→ **SOURCE DOCUMENT**

━━━━━━━━━━━━━━━━━━━━

Studio album by Jill Johnson
- Released: November 2011
- Recorded: Gävle Concert Hall, Gävle, Sweden, August 2011
- Genre: Christmas, country
- Length: 46:17
- Label: Lionheart Music Group
- Producer: Peter Nordahl

Jill Johnson chronology
| Flirting With Disaster (2011) | Välkommen jul (2011) | A Woman Can Change Her Mind (2012) |

= Välkommen jul =

Välkommen jul is a 2011 Country Christmas album, recorded with the Gävle Symphony Orchestra. The album was sold in the ICA stores of Sweden to bring money for the World Childhood Foundation.

━━━━━━━━━━━━━━━━━━━━

→ **DATASET EXTRACT**
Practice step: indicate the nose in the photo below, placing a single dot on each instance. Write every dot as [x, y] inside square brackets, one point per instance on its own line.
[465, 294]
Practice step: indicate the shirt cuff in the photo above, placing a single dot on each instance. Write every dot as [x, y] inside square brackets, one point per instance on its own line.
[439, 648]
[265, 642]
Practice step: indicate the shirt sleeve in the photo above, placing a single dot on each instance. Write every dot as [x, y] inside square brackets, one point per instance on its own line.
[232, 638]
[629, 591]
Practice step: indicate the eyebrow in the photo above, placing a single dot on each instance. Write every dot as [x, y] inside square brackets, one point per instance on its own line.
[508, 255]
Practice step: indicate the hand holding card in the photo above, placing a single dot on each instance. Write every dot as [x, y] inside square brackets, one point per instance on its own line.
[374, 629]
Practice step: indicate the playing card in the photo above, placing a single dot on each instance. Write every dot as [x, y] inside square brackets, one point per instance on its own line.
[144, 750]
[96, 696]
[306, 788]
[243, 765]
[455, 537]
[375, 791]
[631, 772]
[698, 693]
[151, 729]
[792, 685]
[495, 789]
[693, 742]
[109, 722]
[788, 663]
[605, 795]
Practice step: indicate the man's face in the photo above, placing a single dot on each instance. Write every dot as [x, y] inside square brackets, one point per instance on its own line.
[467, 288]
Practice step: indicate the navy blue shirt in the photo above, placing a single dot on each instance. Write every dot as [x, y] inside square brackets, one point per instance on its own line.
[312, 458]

━━━━━━━━━━━━━━━━━━━━

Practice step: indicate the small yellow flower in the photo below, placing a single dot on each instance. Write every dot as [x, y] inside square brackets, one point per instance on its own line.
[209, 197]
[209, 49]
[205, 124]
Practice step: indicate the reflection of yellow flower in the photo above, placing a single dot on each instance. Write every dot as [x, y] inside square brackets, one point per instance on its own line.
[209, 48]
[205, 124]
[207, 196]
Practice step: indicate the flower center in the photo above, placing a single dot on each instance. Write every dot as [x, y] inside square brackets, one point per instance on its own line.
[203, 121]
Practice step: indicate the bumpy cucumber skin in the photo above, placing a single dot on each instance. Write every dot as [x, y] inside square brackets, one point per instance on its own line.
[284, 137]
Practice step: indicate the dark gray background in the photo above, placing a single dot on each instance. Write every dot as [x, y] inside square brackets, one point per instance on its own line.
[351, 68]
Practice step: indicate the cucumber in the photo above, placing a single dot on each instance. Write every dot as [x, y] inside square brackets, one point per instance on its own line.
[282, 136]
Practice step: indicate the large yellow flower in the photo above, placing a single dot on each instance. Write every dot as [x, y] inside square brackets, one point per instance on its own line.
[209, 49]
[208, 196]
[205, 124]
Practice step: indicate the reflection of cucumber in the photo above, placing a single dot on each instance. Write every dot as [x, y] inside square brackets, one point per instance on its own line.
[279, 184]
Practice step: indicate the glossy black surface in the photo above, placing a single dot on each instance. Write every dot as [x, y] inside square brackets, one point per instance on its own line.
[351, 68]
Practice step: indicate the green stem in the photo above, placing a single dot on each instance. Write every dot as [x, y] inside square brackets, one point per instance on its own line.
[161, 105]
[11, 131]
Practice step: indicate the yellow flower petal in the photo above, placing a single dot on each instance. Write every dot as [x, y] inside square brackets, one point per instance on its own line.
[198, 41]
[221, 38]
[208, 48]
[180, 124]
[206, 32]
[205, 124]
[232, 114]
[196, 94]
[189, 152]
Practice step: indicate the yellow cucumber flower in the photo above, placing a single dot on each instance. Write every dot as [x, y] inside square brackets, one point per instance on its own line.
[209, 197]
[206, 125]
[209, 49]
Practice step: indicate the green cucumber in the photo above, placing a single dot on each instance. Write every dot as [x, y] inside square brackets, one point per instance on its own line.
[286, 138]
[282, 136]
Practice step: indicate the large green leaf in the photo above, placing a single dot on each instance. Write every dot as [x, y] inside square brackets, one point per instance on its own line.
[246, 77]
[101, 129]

━━━━━━━━━━━━━━━━━━━━

→ **WHAT THE EXERCISE ASKS**
In the Välkommen jul text, rewrite the stretch from "Jill Johnson chronology" through "World Childhood Foundation.", substituting "record" for "album".

→ **WORKED ANSWER**
Jill Johnson chronology
| Flirting With Disaster (2011) | Välkommen jul (2011) | A Woman Can Change Her Mind (2012) |

= Välkommen jul =

Välkommen jul is a 2011 Country Christmas record, recorded with the Gävle Symphony Orchestra. The record was sold in the ICA stores of Sweden to bring money for the World Childhood Foundation.